== Provided material ==

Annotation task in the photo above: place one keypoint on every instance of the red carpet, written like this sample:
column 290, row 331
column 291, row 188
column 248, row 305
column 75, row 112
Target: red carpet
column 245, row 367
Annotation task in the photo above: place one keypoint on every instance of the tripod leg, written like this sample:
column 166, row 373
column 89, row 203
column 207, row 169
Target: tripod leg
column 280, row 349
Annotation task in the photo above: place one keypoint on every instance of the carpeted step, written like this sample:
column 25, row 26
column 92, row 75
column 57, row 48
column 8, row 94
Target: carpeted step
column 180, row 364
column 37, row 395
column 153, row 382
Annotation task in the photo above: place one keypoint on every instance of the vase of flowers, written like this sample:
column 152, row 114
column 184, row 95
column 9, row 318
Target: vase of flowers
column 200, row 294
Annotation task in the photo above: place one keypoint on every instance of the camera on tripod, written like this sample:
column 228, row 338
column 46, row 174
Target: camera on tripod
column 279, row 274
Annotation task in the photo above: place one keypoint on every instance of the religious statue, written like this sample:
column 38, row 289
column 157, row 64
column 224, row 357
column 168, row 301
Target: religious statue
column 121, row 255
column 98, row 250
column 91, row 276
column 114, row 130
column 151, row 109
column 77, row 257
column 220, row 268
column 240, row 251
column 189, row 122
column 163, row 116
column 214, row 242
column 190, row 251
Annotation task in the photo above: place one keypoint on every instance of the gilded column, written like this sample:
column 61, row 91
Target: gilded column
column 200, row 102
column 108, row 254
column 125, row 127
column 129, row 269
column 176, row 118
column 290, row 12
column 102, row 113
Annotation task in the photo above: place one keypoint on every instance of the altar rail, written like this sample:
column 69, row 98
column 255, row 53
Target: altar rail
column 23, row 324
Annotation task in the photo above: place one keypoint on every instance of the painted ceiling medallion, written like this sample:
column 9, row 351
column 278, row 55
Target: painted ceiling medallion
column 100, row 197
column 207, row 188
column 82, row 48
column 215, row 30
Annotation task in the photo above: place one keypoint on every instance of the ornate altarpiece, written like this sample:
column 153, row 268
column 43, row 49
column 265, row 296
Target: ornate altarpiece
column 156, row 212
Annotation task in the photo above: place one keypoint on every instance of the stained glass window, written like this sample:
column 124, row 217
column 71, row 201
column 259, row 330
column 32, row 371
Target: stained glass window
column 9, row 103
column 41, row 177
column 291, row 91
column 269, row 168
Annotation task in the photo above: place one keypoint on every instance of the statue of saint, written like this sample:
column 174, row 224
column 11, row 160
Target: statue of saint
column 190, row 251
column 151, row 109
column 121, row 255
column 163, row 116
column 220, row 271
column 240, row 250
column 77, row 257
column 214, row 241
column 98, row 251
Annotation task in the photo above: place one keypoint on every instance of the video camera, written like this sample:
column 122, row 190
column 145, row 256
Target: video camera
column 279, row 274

===

Description of the task
Word for word, copy out the records.

Response below
Annotation task in the photo above: place one keypoint on every instance of the red carpet, written like this sample:
column 290, row 331
column 291, row 188
column 248, row 305
column 75, row 112
Target: red carpet
column 245, row 367
Annotation task in the photo above: place one keypoint on every instance of the tripod leg, written like this sample:
column 166, row 373
column 89, row 203
column 207, row 169
Target: tripod leg
column 280, row 349
Annotation task in the photo above: place one keypoint on every instance of the carpeted step, written like this sample:
column 25, row 26
column 92, row 75
column 57, row 48
column 8, row 94
Target: carpeted step
column 180, row 364
column 37, row 395
column 153, row 382
Annotation task in the photo above: place one keypoint on every instance of the vase of flowers, written like this sample:
column 152, row 114
column 184, row 95
column 9, row 318
Target: vase of flowers
column 200, row 294
Annotation task in the photo above: place one keypoint on every instance of the camera on tripod, written like this sample:
column 228, row 338
column 46, row 174
Target: camera on tripod
column 279, row 274
Annotation task in the photo above: place one keypoint on every instance of the religious statue, written like this sample:
column 38, row 289
column 157, row 64
column 224, row 357
column 168, row 301
Target: religious statue
column 121, row 255
column 98, row 250
column 91, row 276
column 114, row 130
column 151, row 109
column 77, row 257
column 220, row 268
column 240, row 251
column 189, row 122
column 163, row 116
column 214, row 242
column 190, row 251
Annotation task in the photo above: place one keypoint on every instance of the gilded column, written like this sample:
column 61, row 91
Target: gilded column
column 200, row 102
column 108, row 254
column 125, row 127
column 129, row 269
column 176, row 118
column 290, row 12
column 102, row 113
Annotation task in the photo above: place one keypoint on every instance of the altar rail, written like this sample:
column 69, row 98
column 255, row 53
Target: altar rail
column 23, row 324
Annotation task in the photo above: place one keypoint on every instance of the painted ceiling medallion, written like this sample:
column 9, row 351
column 278, row 55
Target: painted ceiling medallion
column 100, row 197
column 207, row 188
column 82, row 48
column 215, row 30
Annotation task in the photo above: place one keypoint on every instance of the ornate altarpiece, written like this sample:
column 153, row 268
column 43, row 49
column 265, row 296
Target: ornate altarpiece
column 156, row 212
Annotation task in the photo above: place one keypoint on every instance of the stained glass window, written like this sample:
column 124, row 217
column 71, row 201
column 259, row 330
column 32, row 371
Target: stained glass window
column 9, row 103
column 41, row 177
column 291, row 91
column 269, row 168
Annotation task in the photo above: place one keypoint on every instance of the statue of saint, written like this sample:
column 174, row 224
column 11, row 160
Target: statue of saint
column 190, row 251
column 151, row 109
column 121, row 255
column 163, row 116
column 220, row 271
column 240, row 250
column 77, row 257
column 214, row 241
column 98, row 251
Annotation task in the photo above: place one keypoint on every instance of the video camera, written like this sample:
column 122, row 190
column 145, row 256
Target: video camera
column 279, row 274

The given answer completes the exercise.